Quote every line of the material beneath this one.
________
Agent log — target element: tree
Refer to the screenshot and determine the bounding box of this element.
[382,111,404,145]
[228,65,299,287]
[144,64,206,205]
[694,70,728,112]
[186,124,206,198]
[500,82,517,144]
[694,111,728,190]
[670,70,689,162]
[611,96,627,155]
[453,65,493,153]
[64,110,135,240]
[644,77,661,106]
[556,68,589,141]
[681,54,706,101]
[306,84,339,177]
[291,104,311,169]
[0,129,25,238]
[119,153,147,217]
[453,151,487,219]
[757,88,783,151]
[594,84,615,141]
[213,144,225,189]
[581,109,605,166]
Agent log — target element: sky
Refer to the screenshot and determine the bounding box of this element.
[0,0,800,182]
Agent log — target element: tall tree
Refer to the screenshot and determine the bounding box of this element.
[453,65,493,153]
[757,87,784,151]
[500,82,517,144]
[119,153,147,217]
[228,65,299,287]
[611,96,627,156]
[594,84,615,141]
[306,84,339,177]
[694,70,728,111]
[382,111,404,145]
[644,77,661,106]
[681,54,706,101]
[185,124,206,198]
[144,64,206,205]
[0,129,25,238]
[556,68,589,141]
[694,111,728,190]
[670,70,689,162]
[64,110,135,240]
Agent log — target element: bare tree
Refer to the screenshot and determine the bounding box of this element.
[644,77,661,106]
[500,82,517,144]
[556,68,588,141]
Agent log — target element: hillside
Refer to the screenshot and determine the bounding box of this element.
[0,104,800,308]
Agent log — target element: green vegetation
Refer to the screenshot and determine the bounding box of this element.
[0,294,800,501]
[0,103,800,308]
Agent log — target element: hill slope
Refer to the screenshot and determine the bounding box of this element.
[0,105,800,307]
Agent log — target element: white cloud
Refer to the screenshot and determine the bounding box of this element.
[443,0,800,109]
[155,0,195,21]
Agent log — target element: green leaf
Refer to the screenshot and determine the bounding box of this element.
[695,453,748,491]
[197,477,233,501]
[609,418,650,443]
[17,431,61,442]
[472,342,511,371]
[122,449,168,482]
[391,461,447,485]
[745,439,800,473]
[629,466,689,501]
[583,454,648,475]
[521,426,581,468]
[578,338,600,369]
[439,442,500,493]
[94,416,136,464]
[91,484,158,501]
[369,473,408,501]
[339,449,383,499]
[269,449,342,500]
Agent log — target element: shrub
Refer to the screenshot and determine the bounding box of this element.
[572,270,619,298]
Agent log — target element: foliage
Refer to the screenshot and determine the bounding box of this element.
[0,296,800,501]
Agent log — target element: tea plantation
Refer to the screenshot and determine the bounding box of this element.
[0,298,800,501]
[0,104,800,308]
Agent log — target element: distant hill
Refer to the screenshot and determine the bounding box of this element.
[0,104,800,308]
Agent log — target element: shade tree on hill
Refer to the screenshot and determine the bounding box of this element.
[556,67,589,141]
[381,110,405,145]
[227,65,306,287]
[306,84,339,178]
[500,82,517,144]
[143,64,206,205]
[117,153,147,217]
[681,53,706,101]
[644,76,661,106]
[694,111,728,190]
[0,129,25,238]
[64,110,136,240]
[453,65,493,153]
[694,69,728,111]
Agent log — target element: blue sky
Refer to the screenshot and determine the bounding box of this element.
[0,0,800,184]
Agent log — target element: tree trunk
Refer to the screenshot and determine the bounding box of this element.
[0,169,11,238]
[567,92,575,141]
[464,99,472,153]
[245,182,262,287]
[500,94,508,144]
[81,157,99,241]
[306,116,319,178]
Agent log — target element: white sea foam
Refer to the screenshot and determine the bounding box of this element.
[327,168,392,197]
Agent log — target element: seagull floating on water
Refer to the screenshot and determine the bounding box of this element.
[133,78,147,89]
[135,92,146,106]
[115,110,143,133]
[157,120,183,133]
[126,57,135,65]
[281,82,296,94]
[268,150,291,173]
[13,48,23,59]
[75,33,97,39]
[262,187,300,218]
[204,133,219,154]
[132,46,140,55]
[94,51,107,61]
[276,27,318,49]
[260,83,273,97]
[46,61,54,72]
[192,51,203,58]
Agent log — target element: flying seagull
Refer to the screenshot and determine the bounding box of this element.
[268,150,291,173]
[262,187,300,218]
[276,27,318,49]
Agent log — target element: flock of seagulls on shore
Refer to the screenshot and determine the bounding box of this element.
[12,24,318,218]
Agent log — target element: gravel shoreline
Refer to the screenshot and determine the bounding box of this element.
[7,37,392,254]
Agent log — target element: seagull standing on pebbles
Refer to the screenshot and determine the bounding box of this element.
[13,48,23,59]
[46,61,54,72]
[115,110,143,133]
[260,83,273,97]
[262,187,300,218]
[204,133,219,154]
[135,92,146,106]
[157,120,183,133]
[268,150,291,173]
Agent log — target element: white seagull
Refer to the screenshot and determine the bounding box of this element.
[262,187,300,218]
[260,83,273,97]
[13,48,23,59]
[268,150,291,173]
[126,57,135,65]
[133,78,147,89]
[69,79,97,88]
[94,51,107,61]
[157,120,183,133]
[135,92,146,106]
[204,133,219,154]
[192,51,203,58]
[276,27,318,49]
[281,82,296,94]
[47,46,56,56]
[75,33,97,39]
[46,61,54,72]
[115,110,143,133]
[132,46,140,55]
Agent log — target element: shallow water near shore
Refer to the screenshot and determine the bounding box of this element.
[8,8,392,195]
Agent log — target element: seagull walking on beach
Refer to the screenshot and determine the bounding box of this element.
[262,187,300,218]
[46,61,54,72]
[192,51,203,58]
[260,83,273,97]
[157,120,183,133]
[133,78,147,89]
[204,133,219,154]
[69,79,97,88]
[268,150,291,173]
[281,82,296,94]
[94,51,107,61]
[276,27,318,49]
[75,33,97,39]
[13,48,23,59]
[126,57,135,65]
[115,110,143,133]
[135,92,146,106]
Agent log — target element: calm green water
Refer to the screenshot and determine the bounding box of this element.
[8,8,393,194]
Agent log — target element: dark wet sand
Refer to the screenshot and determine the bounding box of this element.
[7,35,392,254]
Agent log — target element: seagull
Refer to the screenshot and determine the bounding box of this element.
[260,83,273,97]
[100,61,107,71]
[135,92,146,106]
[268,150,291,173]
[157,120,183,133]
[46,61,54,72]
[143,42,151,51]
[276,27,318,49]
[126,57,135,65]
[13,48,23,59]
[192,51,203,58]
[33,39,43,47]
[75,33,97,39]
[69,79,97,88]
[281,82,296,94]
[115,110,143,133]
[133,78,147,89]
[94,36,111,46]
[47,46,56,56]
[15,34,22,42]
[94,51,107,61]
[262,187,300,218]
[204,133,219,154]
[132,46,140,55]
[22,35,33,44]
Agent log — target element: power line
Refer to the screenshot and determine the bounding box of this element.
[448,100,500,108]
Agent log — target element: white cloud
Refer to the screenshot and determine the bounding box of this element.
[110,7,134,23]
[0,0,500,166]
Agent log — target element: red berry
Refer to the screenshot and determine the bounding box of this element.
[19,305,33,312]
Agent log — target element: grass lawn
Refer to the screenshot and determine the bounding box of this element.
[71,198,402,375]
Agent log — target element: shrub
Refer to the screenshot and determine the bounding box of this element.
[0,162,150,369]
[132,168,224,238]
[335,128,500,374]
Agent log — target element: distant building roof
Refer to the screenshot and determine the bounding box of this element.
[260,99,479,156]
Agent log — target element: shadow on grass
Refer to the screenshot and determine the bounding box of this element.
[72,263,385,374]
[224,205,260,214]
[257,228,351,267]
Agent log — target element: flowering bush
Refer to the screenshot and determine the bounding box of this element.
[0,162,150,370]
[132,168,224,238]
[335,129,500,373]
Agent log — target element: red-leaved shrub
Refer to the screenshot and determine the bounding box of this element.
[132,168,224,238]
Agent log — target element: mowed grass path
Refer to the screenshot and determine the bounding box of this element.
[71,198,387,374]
________
▸ **FULL ANSWER**
Agent log — target element: tree
Refer to the screenshot and determine the bounding box of this element.
[382,111,404,145]
[228,65,299,287]
[144,64,206,205]
[694,70,728,112]
[186,124,206,198]
[500,82,517,144]
[694,111,728,190]
[670,70,689,162]
[611,96,627,155]
[453,65,493,153]
[64,110,135,240]
[644,77,661,106]
[556,68,589,141]
[681,54,706,101]
[306,84,339,177]
[291,104,311,169]
[0,129,25,238]
[119,153,147,217]
[453,151,487,219]
[757,88,783,151]
[594,84,615,141]
[213,144,225,189]
[581,109,605,166]
Agent log — target element: sky
Refer to the screenshot and determine the bounding box of this element.
[0,0,800,182]
Agent log — target element: tall tree
Refer to the screenshot and determine the bounding box of this element.
[453,65,493,153]
[757,87,784,151]
[500,82,517,144]
[119,153,147,217]
[228,65,299,287]
[611,96,627,156]
[594,84,615,141]
[306,84,339,177]
[694,70,728,111]
[382,111,404,145]
[644,77,661,106]
[681,54,706,101]
[185,124,206,198]
[144,64,206,205]
[0,129,25,238]
[556,68,589,141]
[694,111,728,190]
[670,70,689,162]
[64,110,135,240]
Agent log — target element: bare tree
Refer to the screenshot and determine the bounding box of this element.
[644,77,661,106]
[500,82,517,144]
[556,68,588,141]
Agent log — target element: hillside
Refer to the screenshot and determine the bounding box of this element.
[0,104,800,308]
Agent log — target element: green vegetation
Refer to the screenshot and determine the bounding box of this element.
[0,294,800,501]
[0,103,800,308]
Agent log — target element: hill slope
Refer to the screenshot and determine the bounding box of this element.
[0,105,800,307]
Agent log — target element: white cloud
Refer to the screenshot and determine the bounding box of this element.
[443,0,800,109]
[155,0,195,21]
Agent log — target element: green leaf
Refer to the screenshot and determine the bounding box of this element.
[695,453,748,491]
[197,477,233,501]
[609,418,650,443]
[17,431,61,442]
[472,342,511,371]
[122,449,168,482]
[391,461,447,485]
[745,439,800,473]
[629,466,689,501]
[583,454,648,475]
[521,426,581,468]
[578,338,600,369]
[439,442,500,493]
[94,416,136,464]
[91,484,158,501]
[369,473,408,501]
[339,449,383,499]
[269,449,342,500]
Agent log — target element: shrub
Refer to the screenshot and determine the bounding box of this element.
[572,270,619,298]
Agent log — target element: foliage
Refer to the screenshot and determine the bounding box of this element.
[0,296,800,501]
Agent log — target element: tea plantation
Refer to the screenshot and determine the bounding box of this element.
[0,298,800,501]
[0,104,800,308]
Agent log — target element: distant hill
Refer to the screenshot and determine the bounding box of this element.
[0,104,800,308]
Agent log — target element: shade tree on hill
Refer to the screenshot and determine the bounding box of this element.
[556,67,589,141]
[381,110,405,145]
[227,65,306,287]
[306,84,339,178]
[500,82,517,144]
[143,64,206,205]
[117,153,147,217]
[681,53,706,101]
[644,76,661,106]
[694,111,728,190]
[0,129,25,238]
[64,110,136,240]
[453,65,493,153]
[694,69,728,111]
Agent log — target element: blue sky
Refer to the screenshot and determine the bounding box of this element.
[0,0,800,184]
Agent log — target element: tree trunk
Refer to the screenshot and determine the bounding box of this element.
[0,169,11,238]
[567,92,575,141]
[464,99,472,153]
[245,182,262,287]
[500,94,508,144]
[81,157,99,241]
[306,116,319,178]
Agent log — target element: white sea foam
Refer to the screenshot and determine the bounding box of this element.
[327,168,392,197]
Agent log — target element: seagull floating on water
Refer to the screenshot and determine the bounding box of this element.
[133,78,147,89]
[135,92,146,106]
[115,110,143,133]
[157,120,183,133]
[126,57,135,65]
[281,82,296,94]
[268,150,291,173]
[13,48,23,59]
[75,33,97,39]
[262,187,300,218]
[204,133,219,154]
[132,46,140,55]
[94,51,107,61]
[276,27,318,49]
[260,83,273,97]
[46,61,54,72]
[192,51,203,58]
Agent log — target element: flying seagull
Refer to the screenshot and determine the bounding box of this element.
[268,150,291,173]
[262,187,300,218]
[276,27,318,49]
Agent log — target element: flock of seagulls on shore
Refer to the screenshot and determine the bounding box of this element.
[12,24,318,218]
Agent log — target element: gravel shoreline
Refer to the screenshot and determine the bounding box of this element.
[7,37,392,254]
Agent log — target element: seagull standing on pebbles
Refer to the screenshot and determine the bounding box of this element.
[13,48,23,59]
[46,61,54,72]
[115,110,143,133]
[260,83,273,97]
[262,187,300,218]
[204,133,219,154]
[135,92,146,106]
[157,120,183,133]
[268,150,291,173]
Agent log — target element: white seagull
Refer to the screenshot and determine the bounding box of this element.
[262,187,300,218]
[260,83,273,97]
[13,48,23,59]
[268,150,291,173]
[126,57,135,65]
[133,78,147,89]
[69,79,97,88]
[94,51,107,61]
[157,120,183,133]
[135,92,146,106]
[204,133,219,154]
[192,51,203,58]
[276,27,318,49]
[281,82,296,94]
[47,46,56,56]
[75,33,97,39]
[46,61,54,72]
[115,110,143,133]
[132,46,140,55]
Agent log — target element: shallow water near shore
Refer to the screenshot and determine the bounding box of this element.
[8,8,392,195]
Agent log — target element: seagull walking on beach
Refer to the screenshot and determine the bounding box of this element.
[262,187,300,218]
[46,61,54,72]
[192,51,203,58]
[260,83,273,97]
[157,120,183,133]
[133,78,147,89]
[204,133,219,154]
[69,79,97,88]
[268,150,291,173]
[281,82,296,94]
[94,51,107,61]
[276,27,318,49]
[75,33,97,39]
[13,48,23,59]
[126,57,135,65]
[115,110,143,133]
[135,92,146,106]
Agent log — target element: calm green water
Refer to the screenshot and determine the bounding box of this element.
[8,8,393,194]
Agent log — target element: dark wet sand
Refer to the screenshot and determine the bounding box of this element.
[7,35,392,254]
Agent log — target element: seagull
Refer to the screenshot and determine the bounding box of this element.
[260,83,273,97]
[100,61,107,71]
[135,92,146,106]
[268,150,291,173]
[157,120,183,133]
[46,61,54,72]
[143,42,151,51]
[276,27,318,49]
[126,57,135,65]
[13,48,23,59]
[192,51,203,58]
[33,39,43,47]
[75,33,97,39]
[69,79,97,88]
[281,82,296,94]
[115,110,143,133]
[133,78,147,89]
[94,36,111,46]
[47,46,56,56]
[15,34,22,42]
[94,51,107,61]
[262,187,300,218]
[204,133,219,154]
[132,46,140,55]
[22,35,33,44]
Agent log — target element: power line
Refer to the screenshot and determine the bounding box of this element.
[448,100,500,108]
Agent log — target element: white cloud
Refer to the screenshot and determine the bounding box of this element.
[110,7,134,23]
[0,0,500,166]
Agent log — target element: red berry
Refer to the screenshot and determine the bounding box of this element.
[19,305,33,312]
Agent log — target element: grass lawn
Refer to the screenshot and determine the bounding box of this element.
[71,198,402,375]
Agent log — target element: shrub
Refer to the screenshot and determine the bounding box of this element.
[0,162,150,369]
[132,168,224,238]
[335,128,500,374]
Agent log — target element: distant building roof
Refer to the screenshot and determine the bounding box of this element.
[260,99,479,156]
Agent log — target element: shadow on grass
Refer to the screenshot and determine the bounding box of this element.
[72,263,385,374]
[224,205,260,214]
[257,228,351,267]
Agent log — target element: flowering bush
Refer to the screenshot and determine the bounding box of this element.
[0,162,150,370]
[132,168,224,238]
[335,129,500,373]
Agent log — target element: red-leaved shrub
Refer to the screenshot and determine the bounding box of this element.
[132,168,224,238]
Agent log — target element: mowed grass path
Refer to the screenshot and determine the bounding box of this element.
[71,198,387,374]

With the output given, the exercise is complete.